-- BEGIN --

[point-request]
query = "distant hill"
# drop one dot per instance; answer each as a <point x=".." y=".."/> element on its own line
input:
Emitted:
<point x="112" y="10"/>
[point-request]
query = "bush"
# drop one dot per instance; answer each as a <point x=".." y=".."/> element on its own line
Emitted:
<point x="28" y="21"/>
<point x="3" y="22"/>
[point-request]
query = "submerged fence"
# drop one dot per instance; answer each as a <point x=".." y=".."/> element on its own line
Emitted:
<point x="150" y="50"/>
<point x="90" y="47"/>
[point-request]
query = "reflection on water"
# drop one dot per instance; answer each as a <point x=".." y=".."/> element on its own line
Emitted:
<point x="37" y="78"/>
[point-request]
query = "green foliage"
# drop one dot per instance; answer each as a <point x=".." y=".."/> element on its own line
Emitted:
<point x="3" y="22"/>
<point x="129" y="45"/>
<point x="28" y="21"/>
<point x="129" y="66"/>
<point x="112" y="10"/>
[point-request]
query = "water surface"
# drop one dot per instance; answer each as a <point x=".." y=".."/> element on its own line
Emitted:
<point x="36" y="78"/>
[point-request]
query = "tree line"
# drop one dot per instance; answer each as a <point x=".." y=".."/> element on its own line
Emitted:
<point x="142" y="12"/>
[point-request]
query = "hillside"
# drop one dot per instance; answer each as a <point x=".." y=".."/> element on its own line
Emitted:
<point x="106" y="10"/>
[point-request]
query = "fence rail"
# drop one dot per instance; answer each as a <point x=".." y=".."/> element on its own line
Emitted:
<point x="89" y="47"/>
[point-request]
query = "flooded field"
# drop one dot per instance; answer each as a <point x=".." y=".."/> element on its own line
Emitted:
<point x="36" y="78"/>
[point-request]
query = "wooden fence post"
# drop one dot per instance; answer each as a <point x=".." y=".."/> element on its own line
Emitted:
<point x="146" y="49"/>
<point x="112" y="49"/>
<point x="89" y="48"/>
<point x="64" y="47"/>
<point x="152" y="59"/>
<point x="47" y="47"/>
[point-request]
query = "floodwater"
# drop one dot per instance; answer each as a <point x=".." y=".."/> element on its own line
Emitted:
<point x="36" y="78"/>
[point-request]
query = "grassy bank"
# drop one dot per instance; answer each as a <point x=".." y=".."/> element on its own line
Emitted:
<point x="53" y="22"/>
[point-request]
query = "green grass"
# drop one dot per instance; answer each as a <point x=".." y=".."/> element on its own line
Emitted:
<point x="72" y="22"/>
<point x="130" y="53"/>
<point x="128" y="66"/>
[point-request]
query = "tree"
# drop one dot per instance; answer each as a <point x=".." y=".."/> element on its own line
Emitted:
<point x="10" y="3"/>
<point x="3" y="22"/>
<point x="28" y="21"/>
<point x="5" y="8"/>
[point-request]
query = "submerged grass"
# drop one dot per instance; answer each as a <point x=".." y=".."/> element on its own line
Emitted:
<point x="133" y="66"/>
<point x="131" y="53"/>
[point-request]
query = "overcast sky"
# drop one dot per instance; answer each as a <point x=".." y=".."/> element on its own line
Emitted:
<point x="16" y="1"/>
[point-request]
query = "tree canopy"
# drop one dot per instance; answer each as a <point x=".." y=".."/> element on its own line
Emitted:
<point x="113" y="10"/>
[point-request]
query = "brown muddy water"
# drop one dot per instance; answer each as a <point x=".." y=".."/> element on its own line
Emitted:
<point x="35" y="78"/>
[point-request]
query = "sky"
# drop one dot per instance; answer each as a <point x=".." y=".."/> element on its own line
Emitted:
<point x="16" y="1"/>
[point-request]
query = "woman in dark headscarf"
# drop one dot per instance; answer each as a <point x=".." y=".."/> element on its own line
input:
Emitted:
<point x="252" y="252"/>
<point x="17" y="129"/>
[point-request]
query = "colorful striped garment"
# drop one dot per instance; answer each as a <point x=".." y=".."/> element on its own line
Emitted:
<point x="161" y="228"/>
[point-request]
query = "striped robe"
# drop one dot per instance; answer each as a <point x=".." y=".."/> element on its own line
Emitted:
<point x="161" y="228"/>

-- END --

Which lines in the items above contain the string "submerged", matching uppercase and lowercase? Pull out each of those lines in full.

Completed task =>
query = "submerged fence"
query = "submerged grass"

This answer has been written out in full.